Source excerpt:
BEGIN

Note that there are rules about touching members in a union other
than the first one you set, but pretty much everyone guarantees type
punning through unions to work.
I think that the wording in 3.10 reflects this. It says that you need to access the data through a glvalue of the union type in this case.
-Hal
There's wording describing the reuse of storage and the situation of
neither calling the destructor nor using a *delete-expression*.
N4604 subclause 3.8 [basic.life] paragraph 5:
For an object of a class type with a non-trivial destructor, the program is
not required to call the destructor explicitly before the storage which the
object occupies is reused or released; however, if there is no explicit
call to the destructor or if a *delete-expression* is not used to release
the storage, the destructor shall not be implicitly called and any program
that depends on the side effects produced by the destructor has undefined
behavior.
I read the above wording as saying that, even if the storage is currently
occupied by an object of class type with a non-trivial destructor, the
storage can be "simply" reused (without undefined behaviour). The lifetime
of the previous object simply ends when the placement new occurs (more
wording below).
3.8 [basic.life] paragraph 1:
The lifetime of an object *o* of type T ends when [ ... ] the storage which
the object occupies is released, or is reused by an object that is not
nested within *o*.
So if you:
1. override operator delete to do nothing for that type (so that the
placement new actually has unfreed backing storage to re-use).
2. have an empty destructor.
So,
void *operator new(decltype(sizeof 0), void *) noexcept;
struct MyInt {
static void operator delete(void *) { }
MyInt() { x = 0; }
~MyInt() { }
int x;
};
float *qq;
void foo(void *p, void *q, long unk) {
// unk = 1
for (long i = 0; i < unk; ++i) {
auto pp = new (p) MyInt;
delete pp; // or pp->~MyInt();
qq = new (static_cast<void *>(&reinterpret_cast<char *>(q)[i]))
float(42);
}
}
then I suspect we'll have the same problem after the destructor and
the operator delete for that type has been inlined away.
Yes; the same problem occurs.
So, it sounds like a new intrinsic is in order?
What kind of intrinsic are you thinking about here?
What kind of intrinsic are you thinking about here?
I propose two intrinsics: llvm.lifetime.reuse and
llvm.tbaa.pointer_identity.barrier.
Both intrinsics take at least one argument: an address value to the
affected memory.
llvm.lifetime.reuse takes one other argument: the minimum size of the
affected memory.
Both intrinsics return an address value: some version of the value passed
in.
For llvm.tbaa.pointer_identity.barrier, the semantics are that the return
address value is distinct from the argument in such a way that it achieves
the necessary effect of std::launder with regards to TBAA.

END

Supplied information:
BEGIN

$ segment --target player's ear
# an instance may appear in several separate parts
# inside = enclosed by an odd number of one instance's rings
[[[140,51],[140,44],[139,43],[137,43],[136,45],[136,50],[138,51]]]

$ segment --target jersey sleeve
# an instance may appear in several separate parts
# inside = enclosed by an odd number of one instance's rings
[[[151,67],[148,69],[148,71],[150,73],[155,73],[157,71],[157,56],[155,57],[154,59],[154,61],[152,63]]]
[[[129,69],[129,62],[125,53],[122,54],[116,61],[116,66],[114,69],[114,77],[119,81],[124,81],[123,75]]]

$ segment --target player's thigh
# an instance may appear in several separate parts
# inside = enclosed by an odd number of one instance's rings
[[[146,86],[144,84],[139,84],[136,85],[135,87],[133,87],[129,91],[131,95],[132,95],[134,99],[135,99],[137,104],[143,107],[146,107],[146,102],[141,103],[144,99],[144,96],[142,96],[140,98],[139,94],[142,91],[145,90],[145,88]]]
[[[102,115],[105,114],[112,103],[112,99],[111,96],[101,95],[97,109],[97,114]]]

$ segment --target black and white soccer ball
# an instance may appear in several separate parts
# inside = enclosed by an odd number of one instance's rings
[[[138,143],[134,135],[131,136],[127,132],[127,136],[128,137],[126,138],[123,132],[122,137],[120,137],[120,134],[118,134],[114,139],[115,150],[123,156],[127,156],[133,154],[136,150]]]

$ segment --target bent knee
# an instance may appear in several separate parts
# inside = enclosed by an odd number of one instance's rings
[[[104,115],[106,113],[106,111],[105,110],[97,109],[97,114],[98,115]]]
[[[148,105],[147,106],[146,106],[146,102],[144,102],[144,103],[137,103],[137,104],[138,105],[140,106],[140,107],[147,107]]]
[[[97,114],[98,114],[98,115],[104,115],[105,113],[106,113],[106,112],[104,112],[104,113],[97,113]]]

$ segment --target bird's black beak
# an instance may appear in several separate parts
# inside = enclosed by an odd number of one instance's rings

END

Task objective: In the thread excerpt, what additional argument does llvm.lifetime.reuse take besides an address value to the affected memory? The listing is separate material and has no connection to the thread excerpt.

Solution for this task: The minimum size of the affected memory.